▶ _WHAT NEEDS TO BE DONE_
Carry on the commentary on Lewis v Ward Hadaway and court fees under the Limitation Act, starting right after its last sentence.

In the professional negligence case of Lewis v Ward Hadaway [2015] EWHC 3503 (Ch); [2016] 4 W.L.R. 6 several claims were held to be statute barred as a result of underpayment of court fees.
Lewis has generated no small amount of enthusiasm on the defendant side and anxiety on the claimant side. These reactions have proved misplaced.
Subsequent reported attempts to deploy Lewis have not been successful. The most recent of these, Wells v Wood, makes clear that the scope for its application in personal injury cases is vanishingly small.
In this case the claimants (as in their solicitors) delivered the claim forms to the court just before the expiration of the limitation period. However, they deliberately understated the value on the claim forms in order to defer paying the full court fee (which, had they decided not to serve, would never have been paid). They subsequently amended shortly before service to reflect the claims’ true value, paying the appropriate fee at that later time.
Mr John Male QC held that, although this conduct constituted an abuse of process, it would be disproportionate to strike the claims out on that basis. This was notwithstanding that the same solicitors had been subject to heavy criticism by other judges in earlier cases for precisely the same practice.
However, the same discreditable behaviour led to some of the claims being subject to summary judgment on the basis that the failure to pay the appropriate fee meant that they had not been brought within the limitation period.
The distinction between proceedings being “brought” rather than “issued” is important. The issuing of proceedings is an act of the court. Bringing proceedings is an act of the claimant preparatory to the court issuing them. Proceedings can therefore be brought on a date earlier than that upon which they are issued. See CPR PD 7A 5.1:
5.1 Proceedings are started when the court issues a claim form at the request of the claimant (see rule 7.2) but where the claim form as issued was received in the court office on a date earlier than the date on which it was issued by the court, the claim is ‘brought’ for the purposes of the Limitation Act 1980 and any other relevant statute on that earlier date.
The general effect of this was confirmed in Barnes v St Helens MBC [2006] EWCA Civ 1372; [2007] 1 W.L.R. 879. The Court of Appeal held therein that where a claimant took the steps required to enable the proceedings to be started that was sufficient. It reasoned that expiry of the limitation period was fixed by reference to something that the claimant had to do, rather than something which someone else such as the court has to do. Once the claimant had taken all reasonable steps to set the process in motion, the risk of any delay was transferred to the court and not visited upon the claimant. Therefore, if a claimant established that the claim form was delivered in due time to the court office, accompanied by a request to issue and the appropriate fee, that was sufficient to stop the limitation clock running.

▶ _PROVIDED MATERIAL_
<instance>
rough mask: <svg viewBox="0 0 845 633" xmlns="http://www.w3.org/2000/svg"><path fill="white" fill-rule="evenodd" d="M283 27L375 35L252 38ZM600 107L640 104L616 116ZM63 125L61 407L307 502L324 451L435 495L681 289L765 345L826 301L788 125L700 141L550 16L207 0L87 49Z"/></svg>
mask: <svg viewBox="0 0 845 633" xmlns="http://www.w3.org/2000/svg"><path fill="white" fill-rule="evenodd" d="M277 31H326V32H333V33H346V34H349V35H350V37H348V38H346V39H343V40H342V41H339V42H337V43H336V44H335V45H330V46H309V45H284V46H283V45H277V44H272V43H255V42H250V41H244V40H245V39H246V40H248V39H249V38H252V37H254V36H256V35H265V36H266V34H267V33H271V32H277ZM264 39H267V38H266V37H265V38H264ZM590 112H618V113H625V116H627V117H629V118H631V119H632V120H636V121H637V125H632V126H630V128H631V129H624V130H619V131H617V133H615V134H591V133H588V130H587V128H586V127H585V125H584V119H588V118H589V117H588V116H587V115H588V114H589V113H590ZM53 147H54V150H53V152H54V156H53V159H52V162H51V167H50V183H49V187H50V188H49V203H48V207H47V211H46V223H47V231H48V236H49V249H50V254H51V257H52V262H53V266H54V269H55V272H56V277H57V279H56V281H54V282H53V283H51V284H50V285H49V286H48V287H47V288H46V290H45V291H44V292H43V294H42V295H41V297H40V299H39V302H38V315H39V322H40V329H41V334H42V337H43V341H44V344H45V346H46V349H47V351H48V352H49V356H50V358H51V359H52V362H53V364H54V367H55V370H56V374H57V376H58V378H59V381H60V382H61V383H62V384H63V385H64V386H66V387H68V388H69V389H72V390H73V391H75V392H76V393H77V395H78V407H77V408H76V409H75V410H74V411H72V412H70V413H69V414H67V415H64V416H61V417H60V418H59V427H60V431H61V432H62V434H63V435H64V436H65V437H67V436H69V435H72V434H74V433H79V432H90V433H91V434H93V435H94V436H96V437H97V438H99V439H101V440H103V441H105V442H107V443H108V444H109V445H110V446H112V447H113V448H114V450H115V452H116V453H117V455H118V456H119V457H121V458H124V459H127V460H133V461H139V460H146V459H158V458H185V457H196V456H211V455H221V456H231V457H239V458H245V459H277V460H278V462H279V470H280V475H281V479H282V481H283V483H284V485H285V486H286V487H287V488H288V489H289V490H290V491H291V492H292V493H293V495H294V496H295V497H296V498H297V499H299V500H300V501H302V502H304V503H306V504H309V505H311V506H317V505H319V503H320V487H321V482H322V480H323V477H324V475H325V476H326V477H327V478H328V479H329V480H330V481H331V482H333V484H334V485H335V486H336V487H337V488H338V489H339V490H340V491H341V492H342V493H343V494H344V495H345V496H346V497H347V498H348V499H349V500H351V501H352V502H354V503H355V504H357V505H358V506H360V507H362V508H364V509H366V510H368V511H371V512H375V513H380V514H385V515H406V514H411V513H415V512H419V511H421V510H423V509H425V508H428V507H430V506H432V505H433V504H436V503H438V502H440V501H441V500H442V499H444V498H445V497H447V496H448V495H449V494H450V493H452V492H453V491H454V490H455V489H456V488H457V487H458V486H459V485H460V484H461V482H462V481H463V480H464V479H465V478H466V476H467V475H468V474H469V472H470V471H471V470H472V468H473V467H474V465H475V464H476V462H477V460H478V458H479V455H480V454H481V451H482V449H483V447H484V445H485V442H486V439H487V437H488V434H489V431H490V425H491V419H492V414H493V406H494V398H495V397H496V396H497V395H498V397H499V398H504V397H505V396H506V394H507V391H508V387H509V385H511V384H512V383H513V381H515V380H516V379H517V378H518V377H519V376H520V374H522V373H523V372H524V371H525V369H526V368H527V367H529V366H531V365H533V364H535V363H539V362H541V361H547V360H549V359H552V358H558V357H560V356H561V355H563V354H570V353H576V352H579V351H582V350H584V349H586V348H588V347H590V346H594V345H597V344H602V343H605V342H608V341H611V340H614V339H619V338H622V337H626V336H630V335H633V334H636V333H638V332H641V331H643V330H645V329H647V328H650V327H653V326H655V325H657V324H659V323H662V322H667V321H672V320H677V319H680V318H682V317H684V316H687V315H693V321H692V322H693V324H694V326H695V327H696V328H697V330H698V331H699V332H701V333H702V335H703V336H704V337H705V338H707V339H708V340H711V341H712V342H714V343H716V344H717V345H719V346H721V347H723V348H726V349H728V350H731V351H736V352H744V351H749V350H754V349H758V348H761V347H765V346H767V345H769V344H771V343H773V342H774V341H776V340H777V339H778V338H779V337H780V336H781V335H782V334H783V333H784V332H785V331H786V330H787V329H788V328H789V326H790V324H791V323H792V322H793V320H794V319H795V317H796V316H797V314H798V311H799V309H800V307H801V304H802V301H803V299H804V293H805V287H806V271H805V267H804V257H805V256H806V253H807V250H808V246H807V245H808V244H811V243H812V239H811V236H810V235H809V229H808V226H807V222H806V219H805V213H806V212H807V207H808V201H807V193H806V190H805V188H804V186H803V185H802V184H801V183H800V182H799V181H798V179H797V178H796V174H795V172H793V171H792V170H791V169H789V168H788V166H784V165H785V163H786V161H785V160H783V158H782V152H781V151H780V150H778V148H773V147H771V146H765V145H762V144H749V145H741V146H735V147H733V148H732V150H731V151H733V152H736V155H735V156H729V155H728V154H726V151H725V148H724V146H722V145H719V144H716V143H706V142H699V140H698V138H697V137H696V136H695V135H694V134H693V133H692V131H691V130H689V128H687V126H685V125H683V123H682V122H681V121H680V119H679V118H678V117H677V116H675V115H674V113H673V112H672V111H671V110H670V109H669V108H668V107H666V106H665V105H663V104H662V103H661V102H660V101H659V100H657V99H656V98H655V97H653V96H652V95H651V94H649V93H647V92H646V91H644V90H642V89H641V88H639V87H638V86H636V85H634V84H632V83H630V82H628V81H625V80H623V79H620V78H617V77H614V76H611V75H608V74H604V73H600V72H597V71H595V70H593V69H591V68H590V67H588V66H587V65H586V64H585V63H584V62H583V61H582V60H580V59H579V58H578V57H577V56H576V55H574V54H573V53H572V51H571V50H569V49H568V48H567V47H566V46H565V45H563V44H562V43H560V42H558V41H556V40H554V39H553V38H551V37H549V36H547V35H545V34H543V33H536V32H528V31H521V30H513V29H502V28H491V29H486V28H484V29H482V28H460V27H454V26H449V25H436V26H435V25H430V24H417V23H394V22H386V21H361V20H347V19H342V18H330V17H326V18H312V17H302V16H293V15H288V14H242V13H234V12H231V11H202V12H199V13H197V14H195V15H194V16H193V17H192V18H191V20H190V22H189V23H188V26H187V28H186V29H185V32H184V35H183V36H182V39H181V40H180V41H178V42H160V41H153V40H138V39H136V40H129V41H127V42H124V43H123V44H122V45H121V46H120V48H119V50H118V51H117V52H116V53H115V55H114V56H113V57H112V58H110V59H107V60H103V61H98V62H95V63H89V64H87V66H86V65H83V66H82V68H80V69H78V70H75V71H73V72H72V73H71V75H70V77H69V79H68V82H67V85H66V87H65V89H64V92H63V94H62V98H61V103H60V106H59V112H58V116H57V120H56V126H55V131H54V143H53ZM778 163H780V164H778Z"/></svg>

▶ _ANSWER AREA_
In Lewis it was held that, although the claim form was delivered in due time to the court office, accompanied by a request to issue, it was not accompanied by the appropriate fee. Paying “the appropriate fee” did not cover the payment of a fee in circumstances where the act of payment was an abuse of process. This followed Page v Hewetts Solicitors [2013] EWHC 2845 (Ch); [2014] W.T.L.R. 479 where it was held that the underpayment of the court fee due to inadvertent miscalculation precluded a claimant from arguing that proceedings were brought before they were issued. A fortiori, by adopting a manner of fee payment which was an abuse the claimants had not done all that they reasonably could do to bring the matter before the court for its process to follow so that the claimants’ risk would cease. Therefore, those claims in which proceedings were not issued before limitation expired were statute barred notwithstanding that the claim forms were delivered to court before the expiry date.
The first reported case in which Lewis was deployed, Bhatti v Asghar [2016] EWHC 1049 (QB); [2016] 3 Costs LR 493, was inconclusive. The claimant brought claims for breach of trust, breach of contract and misrepresentation. The damages claimed were a little under £1 million. Proceedings were issued close to the expiry of the limitation period for the breach of contract claims. The defendants applied for summary judgment or the striking out of the breach of contract claims but did not set out the basis upon which this was sought until 3 weeks after the application notice had been served. This was only shortly before the hearing of the application, which was itself only a month before trial was due to be heard (and 18 months after proceedings were issued).
The basis for the applications, as eventually stated, was that the claimants had not paid the correct court fees, with the result that the action had not been properly brought and the limitation period for the breach of contract claims had expired. They submitted that the first claimant should have paid an additional £680 and that the second claimant should have paid an additional £480.
Applying Page and Lewis, Warby J held that an action was only “brought” for the purposes of limitation where a claimant had done all it could to set the claim in motion, including paying the court fees. However, the Judge also noted that, in principle, a failure by the court itself could result in a claim being brought without the correct fee if court staff had made an incorrect calculation which was not the claimant’s fault; in that case the claimant would have done all it could reasonably do.
Because the defendants had not raised limitation in their Defence or in their written application, the claimants had not had the opportunity to address the issue of whether they had in fact done everything in their power to bring the claim and to produce any evidence to show that the miscalculation of court fees had been the court’s fault. Accordingly, the defendants’ application was dismissed and the question of whether the failure to pay the correct fees meant that proceedings had not been brought for the purposes of limitation was left for the trial.
There is no report of the subsequent trial. The matter presumably settled. Given that the earlier application was in fact dismissed, Warby J’s remarks as to the scope of Page and Lewis must be obiter.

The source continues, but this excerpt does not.